# TEXT start
We note first that the term “guidelines” is something of a misnomer. The Commission’s work is not intended merely to inform or advise judges as to how they should go about deciding what punishment to impose. Cf. 28 U.S.C. § 334 (1982) (authorizing institutes and joint councils under the Judicial Conference to study and formulate standards and objectives for sentencing). Rather, the guidelines set relatively narrow ranges for the imposition of punishment on any particular offender for any particular offense, reflecting the substantive policy choices made by the Commission. If the district judge errs in the application of the matrix, he is subject to reversal on appeal, see, e.g., United States v. King, 849 F.2d 1259 (9th Cir.1987) (vacating sentence on basis of guideline’s “clear statutory language”); even if he applies the matrix correctly but wants to impose a sentence outside the recommended sentencing range, he may do so only for narrowly specified reasons that he must document on the record.6 See 18 U.S.C. § 3553(b) (permitting departure from guidelines only where Commission did not adequately consider particular factor); U.S. Sentencing Commission, Guidelines Manual 1.6 (Oct. 1987) (Commission may prevent use of factor as ground for departure by specifying that Commission had adequately considered it) [hereinafter Sentencing Guidelines Manual]; cf. Miller v. Florida, — U.S. -, 107 S.Ct. 2446, 2453, 96 L.Ed.2d 351 (1987) (rejecting argument that similar state guidelines “simply provide flexible ‘guideposts’ for use in the exercise of discretion” because “they create a high hurdle that must be cleared before discretion can be exercised”).
# TEXT end
# INFORMATION SUPPLIED start
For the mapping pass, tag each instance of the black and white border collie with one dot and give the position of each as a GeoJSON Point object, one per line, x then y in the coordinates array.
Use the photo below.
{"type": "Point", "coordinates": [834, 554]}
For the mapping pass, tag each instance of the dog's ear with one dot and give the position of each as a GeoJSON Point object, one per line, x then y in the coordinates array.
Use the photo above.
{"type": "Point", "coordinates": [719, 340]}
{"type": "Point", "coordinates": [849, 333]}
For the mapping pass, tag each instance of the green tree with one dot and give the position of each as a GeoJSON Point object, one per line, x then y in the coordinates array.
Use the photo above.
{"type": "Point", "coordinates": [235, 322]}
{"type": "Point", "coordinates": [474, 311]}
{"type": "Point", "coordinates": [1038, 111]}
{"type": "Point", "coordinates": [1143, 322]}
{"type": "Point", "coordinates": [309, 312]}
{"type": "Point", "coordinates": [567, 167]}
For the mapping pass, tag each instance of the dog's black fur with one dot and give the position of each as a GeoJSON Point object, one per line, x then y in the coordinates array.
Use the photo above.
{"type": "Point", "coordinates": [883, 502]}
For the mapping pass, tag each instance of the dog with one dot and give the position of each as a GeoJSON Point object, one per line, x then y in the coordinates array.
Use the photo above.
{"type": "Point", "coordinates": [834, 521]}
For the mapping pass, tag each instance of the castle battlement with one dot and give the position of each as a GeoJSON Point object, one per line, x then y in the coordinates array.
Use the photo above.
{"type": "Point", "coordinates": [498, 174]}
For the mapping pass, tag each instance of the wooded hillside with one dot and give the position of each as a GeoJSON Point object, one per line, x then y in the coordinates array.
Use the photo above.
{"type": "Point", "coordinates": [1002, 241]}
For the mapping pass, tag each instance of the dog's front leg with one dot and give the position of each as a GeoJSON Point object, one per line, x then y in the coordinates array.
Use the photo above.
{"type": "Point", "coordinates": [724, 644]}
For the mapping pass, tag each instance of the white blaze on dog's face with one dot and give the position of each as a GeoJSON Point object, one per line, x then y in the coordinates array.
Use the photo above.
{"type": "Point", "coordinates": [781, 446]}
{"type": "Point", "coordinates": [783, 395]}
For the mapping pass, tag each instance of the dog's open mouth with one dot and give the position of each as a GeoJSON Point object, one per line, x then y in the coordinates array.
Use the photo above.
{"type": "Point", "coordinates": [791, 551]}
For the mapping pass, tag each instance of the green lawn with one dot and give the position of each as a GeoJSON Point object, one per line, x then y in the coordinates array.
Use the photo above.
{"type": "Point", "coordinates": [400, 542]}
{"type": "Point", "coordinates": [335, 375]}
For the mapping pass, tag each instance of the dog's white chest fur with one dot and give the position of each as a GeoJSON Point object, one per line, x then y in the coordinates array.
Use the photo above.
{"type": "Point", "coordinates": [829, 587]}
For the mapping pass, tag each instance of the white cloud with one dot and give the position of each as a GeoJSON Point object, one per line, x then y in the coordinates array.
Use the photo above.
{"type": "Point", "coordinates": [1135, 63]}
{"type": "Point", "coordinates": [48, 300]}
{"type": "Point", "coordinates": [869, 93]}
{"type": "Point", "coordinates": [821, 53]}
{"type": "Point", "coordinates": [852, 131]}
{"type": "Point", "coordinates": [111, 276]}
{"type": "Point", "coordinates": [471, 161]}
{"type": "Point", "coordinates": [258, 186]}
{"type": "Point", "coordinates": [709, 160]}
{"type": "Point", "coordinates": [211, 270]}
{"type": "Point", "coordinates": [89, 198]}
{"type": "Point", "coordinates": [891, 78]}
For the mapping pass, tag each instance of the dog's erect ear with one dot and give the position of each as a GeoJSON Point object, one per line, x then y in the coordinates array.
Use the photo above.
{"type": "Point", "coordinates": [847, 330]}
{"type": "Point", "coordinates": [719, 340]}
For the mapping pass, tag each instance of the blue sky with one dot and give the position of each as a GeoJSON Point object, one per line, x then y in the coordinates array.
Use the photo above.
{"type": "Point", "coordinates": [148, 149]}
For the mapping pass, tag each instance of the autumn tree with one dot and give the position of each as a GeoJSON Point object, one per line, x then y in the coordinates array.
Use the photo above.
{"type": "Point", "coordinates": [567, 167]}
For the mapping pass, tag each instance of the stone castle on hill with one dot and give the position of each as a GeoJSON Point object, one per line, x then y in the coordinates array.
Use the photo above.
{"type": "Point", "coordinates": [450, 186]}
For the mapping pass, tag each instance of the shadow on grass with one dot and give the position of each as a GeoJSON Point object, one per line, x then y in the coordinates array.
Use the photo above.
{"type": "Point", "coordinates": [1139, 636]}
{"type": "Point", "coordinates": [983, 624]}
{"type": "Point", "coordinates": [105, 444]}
# INFORMATION SUPPLIED end
### EXERCISE TASK
Pick up the text on the sentencing guidelines after its last sentence and write what comes next. These records have nothing to do with the text on sentencing guidelines.

### TASK RESULT
The substantive and policy-oriented nature of the Commission’s mission is reflected in its statutory mandate, which is to develop guidelines that will

provide certainty and fairness in meeting the purposes of sentencing, avoiding unwarranted sentencing disparities among defendants with similar records *1255who have been found guilty of similar criminal conduct while maintaining sufficient flexibility to permit individualized sentences when warranted by mitigating or aggravating factors not taken into account in the establishment of the general sentencing practices.

28 U.S.C. § 991(b)(1)(B) (emphasis added). Congress also directed the Commission to construct the guidelines so as to promote deterrence, public protection, rehabilitation and just punishment. 28 U.S.C. § 991(b)(1)(A); 18 U.S.C. § 3553(a)(2). In implementing these statutory directives, the Commission had to make a variety of complex determinations that required the exercise of important policy judgments. What, for example, separates unwarranted sentencing disparities from ones that are warranted? What factors are relevant in determining whether the records of two individuals with wholly different backgrounds are similar or dissimilar for purposes of sentencing? What is the proper balance between deterrence and rehabilitation? Most fundamentally, how does one determine whether vastly different criminal conduct is similar or dissimilar for purposes of the punishment to be imposed?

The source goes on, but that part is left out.